**Given text:**
• • • •

Spread across the past decade or so, a whole wave of pubs in the Greenwich area have re-established to fit in with the trendy restaurant scene. Notable institutions to have become foodie pilgrimage hotspots are The Trafalgar Tavern and The Cutty Sark, set along the riverfront between the Royal Naval College and The O2 Arena, residential pubs such as The Pelton Arms and The Greenwich Union, The Gipsy Moth situated next to the World famous Cutty Sark ship, and The Guildford Arms which is slightly further afield. However, one “gastro-pub” that’s really raising the bar is The Pilot, set aside from the beaten track, between North Greenwich’s Millennium Village and The O2 Arena, as well as the trendy Emirates Airline.

Boasting a wide range of World beers, wines and premium spirits, as well as an impressive seasonal menu, The Pilot is a real hidden gem that’s been gaining a great reputation for its ever-changing menu. Initiating with the Pork Board (£30), a sharing plate vast enough for three or four as a starter or for two as a main, featuring a delicious celebration of the most commonly consumed, albeit all-too-often executed poorly, of meats. Offering a light, yet ever-so-crispy chilli crackling, closer to a Prawn Cracker in texture than the traditional British Sunday roast version, yet maintaining all of the flavour that would be expected. Followed as the dish’s winner by a hazelnut-crusted fillet, again cooked to perfection, providing a deliciously tender contrast the crunchy cinnamon braised pork belly slices. All joined by a helping of Pork liver pate, homemade applesauce and a surprisingly tasty cherry and blackcurrant sourdough.

• • • •

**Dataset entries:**
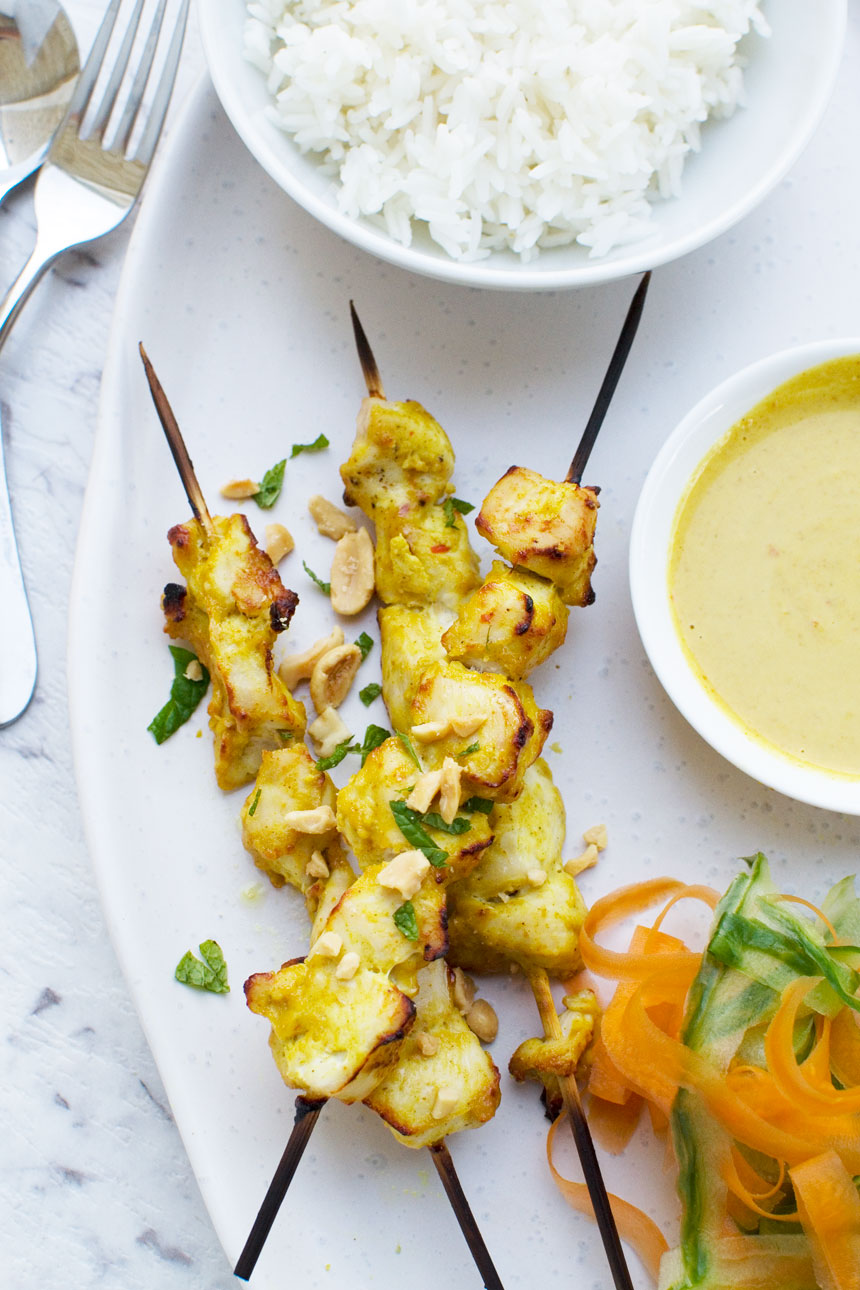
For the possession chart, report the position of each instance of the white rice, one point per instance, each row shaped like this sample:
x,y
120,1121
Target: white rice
x,y
517,124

• • • •

**Exercise instructions:**
1. For the review of Greenwich pubs, state whether each statement agrees with it, answering yes or no and quoting the deciding words: (a) The Pilot lies between North Greenwich's Millennium Village and The O2 Arena. (b) The Pork Board costs £25. (c) The crackling is closer in texture to a Prawn Cracker than to the traditional British Sunday roast version.
2. Write out the review of Greenwich pubs again, beginning at the words "Spread across the" and stopping after "trendy Emirates Airline.", and substitute "waterfront" for "riverfront".
3. Proceed with the review of Greenwich pubs, picking up after its final sentence.
The data bear no relation to the review of Greenwich pubs.

**Results:**
1.
(a) Yes: "between North Greenwich’s Millennium Village and The O2 Arena"
(b) No: "the Pork Board (£30)"
(c) Yes: "closer to a Prawn Cracker in texture than the traditional British Sunday roast version"

2.
Spread across the past decade or so, a whole wave of pubs in the Greenwich area have re-established to fit in with the trendy restaurant scene. Notable institutions to have become foodie pilgrimage hotspots are The Trafalgar Tavern and The Cutty Sark, set along the waterfront between the Royal Naval College and The O2 Arena, residential pubs such as The Pelton Arms and The Greenwich Union, The Gipsy Moth situated next to the World famous Cutty Sark ship, and The Guildford Arms which is slightly further afield. However, one “gastro-pub” that’s really raising the bar is The Pilot, set aside from the beaten track, between North Greenwich’s Millennium Village and The O2 Arena, as well as the trendy Emirates Airline.

3.
Next came the Chalcroft Farm Beef Burger (£13) for the main course, comprising a delectably moist patty topped with cheddar cheese, salty bacon and a chipotle mayonnaise, arriving at the table towered like the City’s skyscrapers set just across the river, alongside an included portion of triple-cooked chips, favouring the traditional chip-shop potato treat style juxtaposed to that of the French fries that would usually be found accompanying a burger as artistically presented as this one. Completed with a refreshing Cider Poached Pear (£7.50), served in a white chocolate basket alongside a scoop of surprisingly scrumptious blue-cheese Ice Cream.

The preliminary Pork Board was, however, undoubtedly the star of a delightful feast, setting The Pilot aside from your run of the mill “gastro-pub”, serving hearty food that blurs the lines between good old traditional pub grub and high-end fine dining.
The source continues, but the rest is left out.